-- START Entries shown --

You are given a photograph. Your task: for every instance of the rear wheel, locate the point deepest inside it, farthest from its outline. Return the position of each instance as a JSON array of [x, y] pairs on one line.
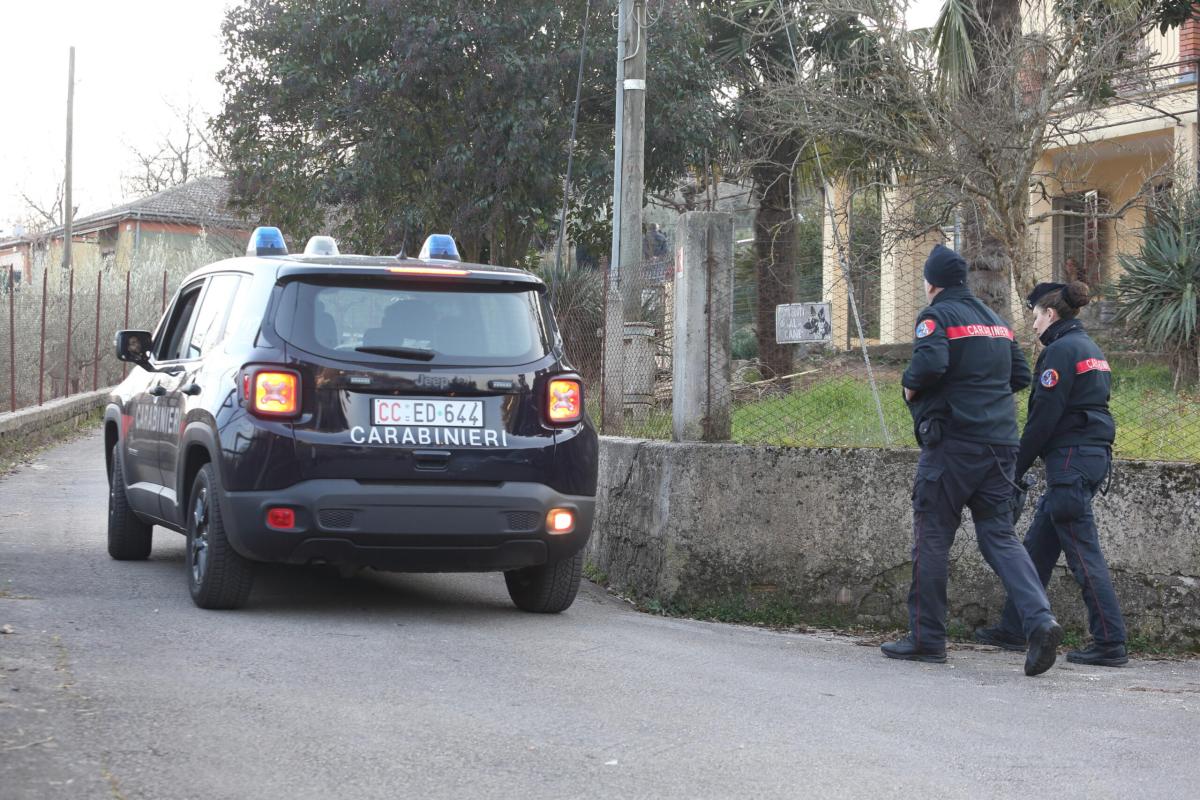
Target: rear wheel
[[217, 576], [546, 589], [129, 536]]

-- END Entries shown --
-- START Entries shown --

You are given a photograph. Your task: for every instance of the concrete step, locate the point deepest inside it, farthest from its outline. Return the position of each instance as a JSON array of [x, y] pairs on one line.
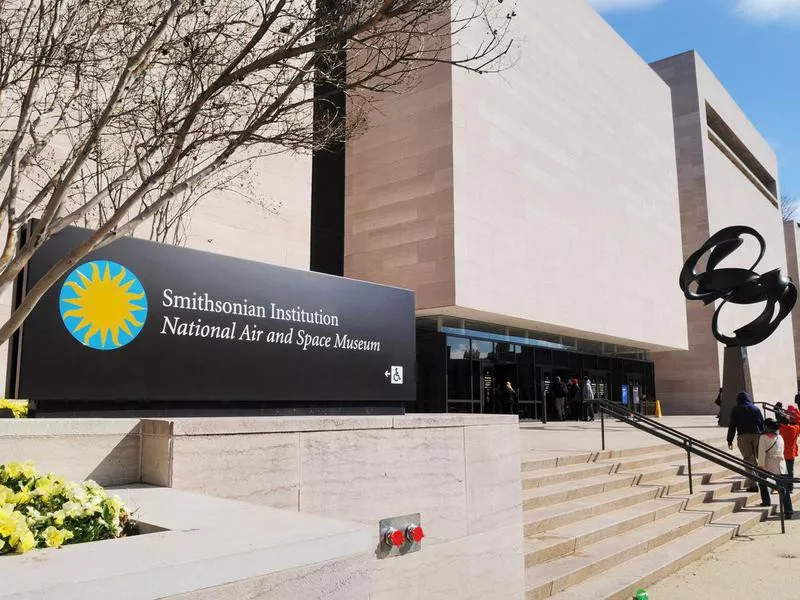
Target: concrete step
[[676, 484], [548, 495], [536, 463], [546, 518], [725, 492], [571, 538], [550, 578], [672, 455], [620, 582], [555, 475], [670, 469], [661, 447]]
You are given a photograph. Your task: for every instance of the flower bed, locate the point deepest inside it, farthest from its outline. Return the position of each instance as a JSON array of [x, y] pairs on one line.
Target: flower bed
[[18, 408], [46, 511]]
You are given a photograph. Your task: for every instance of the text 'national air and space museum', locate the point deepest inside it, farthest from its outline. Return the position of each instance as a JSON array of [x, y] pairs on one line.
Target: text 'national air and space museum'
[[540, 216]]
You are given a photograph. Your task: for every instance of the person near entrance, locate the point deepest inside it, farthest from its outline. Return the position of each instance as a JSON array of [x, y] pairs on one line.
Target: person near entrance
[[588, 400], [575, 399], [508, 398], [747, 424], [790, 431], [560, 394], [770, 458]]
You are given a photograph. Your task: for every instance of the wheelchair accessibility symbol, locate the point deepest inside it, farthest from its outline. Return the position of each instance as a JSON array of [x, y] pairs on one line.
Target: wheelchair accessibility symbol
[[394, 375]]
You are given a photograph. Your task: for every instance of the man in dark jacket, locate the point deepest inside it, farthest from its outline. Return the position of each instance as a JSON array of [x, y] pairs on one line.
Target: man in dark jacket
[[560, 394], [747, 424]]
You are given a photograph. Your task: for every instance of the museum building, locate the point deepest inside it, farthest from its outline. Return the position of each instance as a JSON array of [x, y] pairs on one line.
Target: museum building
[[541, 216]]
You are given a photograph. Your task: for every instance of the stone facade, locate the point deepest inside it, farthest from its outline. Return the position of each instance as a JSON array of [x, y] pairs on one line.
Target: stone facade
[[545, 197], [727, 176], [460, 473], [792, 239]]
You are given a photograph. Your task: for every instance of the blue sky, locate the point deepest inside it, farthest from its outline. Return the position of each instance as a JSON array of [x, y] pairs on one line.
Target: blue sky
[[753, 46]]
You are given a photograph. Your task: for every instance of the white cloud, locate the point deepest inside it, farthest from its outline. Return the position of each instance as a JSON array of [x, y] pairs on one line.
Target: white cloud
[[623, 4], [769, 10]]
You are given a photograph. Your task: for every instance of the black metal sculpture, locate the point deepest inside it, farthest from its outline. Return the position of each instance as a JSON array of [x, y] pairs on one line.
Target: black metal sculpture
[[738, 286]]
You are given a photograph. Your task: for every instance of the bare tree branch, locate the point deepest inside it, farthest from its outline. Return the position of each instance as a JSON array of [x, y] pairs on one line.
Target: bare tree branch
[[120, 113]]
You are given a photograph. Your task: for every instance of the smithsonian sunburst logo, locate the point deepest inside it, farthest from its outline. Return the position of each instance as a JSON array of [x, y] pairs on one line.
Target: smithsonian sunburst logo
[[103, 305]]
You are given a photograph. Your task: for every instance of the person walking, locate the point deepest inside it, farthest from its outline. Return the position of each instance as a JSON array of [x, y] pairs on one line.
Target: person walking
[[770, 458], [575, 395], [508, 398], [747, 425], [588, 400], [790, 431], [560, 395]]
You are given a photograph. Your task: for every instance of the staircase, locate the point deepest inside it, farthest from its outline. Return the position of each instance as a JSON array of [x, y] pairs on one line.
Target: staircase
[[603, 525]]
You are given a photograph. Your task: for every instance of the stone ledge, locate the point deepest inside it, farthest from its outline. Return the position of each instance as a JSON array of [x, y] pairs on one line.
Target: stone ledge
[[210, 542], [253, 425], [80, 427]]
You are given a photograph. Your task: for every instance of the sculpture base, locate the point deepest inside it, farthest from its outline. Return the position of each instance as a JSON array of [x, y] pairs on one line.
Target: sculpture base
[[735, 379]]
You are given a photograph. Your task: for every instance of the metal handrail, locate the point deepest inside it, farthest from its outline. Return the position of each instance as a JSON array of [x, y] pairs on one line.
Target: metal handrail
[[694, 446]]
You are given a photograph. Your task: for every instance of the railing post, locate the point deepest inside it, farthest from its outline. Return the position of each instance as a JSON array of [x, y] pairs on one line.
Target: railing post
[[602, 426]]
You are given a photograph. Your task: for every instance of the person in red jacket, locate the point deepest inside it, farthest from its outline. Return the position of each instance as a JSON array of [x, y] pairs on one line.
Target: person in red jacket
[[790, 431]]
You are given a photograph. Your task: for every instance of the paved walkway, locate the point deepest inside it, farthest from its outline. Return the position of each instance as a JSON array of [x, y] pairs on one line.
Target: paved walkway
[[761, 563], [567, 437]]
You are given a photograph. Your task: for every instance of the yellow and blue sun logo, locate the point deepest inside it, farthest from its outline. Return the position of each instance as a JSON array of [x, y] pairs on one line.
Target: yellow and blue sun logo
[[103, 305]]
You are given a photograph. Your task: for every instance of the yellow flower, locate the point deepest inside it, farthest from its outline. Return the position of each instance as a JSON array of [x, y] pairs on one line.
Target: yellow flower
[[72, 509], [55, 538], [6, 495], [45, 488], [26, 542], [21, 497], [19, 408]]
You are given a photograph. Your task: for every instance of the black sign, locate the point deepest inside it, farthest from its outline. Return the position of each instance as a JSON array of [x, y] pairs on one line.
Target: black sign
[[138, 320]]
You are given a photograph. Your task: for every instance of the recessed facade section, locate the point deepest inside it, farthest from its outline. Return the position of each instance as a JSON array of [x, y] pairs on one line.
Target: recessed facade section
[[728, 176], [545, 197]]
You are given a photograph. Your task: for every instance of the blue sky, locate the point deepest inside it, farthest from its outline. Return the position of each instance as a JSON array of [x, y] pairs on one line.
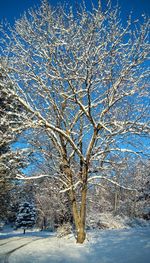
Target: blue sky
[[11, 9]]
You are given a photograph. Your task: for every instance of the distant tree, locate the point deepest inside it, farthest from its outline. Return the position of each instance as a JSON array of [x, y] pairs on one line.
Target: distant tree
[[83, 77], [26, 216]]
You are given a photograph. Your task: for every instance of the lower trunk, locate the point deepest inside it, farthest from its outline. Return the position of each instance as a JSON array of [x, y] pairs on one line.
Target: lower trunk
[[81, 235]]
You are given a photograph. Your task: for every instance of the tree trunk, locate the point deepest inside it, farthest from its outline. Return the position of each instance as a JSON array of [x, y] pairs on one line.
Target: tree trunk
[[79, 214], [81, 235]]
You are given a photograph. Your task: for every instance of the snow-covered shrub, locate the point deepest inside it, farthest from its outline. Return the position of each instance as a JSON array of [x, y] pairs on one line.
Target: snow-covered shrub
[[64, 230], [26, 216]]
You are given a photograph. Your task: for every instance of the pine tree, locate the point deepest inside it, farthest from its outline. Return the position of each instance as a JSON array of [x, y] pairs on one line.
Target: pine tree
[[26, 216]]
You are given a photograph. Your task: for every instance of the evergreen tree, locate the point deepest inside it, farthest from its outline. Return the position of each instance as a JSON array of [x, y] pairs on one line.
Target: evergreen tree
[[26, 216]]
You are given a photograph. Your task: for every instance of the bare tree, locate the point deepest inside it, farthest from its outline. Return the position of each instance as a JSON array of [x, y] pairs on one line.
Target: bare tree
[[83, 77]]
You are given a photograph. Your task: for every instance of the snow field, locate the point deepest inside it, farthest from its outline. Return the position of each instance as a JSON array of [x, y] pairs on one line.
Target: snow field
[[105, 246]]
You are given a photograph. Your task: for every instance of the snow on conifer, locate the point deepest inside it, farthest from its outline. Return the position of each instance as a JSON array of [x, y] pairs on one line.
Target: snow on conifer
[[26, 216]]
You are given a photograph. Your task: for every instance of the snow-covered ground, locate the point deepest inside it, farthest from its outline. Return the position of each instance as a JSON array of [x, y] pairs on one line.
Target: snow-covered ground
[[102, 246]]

-- END Entries shown --

§ Stated exercise:
Give the rows from the line containing "of the sculpture" through the line containing "[[735, 379]]", both ends included, as a JSON list of strings with one string per line and blank lines left out.

§ Output:
[
  "You are given a photograph. Your task: for every instance of the sculpture base, locate the point deepest inside it, farthest from its outline. Return the position of each instance as a JSON array of [x, y] pairs on one line.",
  "Target: sculpture base",
  "[[735, 379]]"
]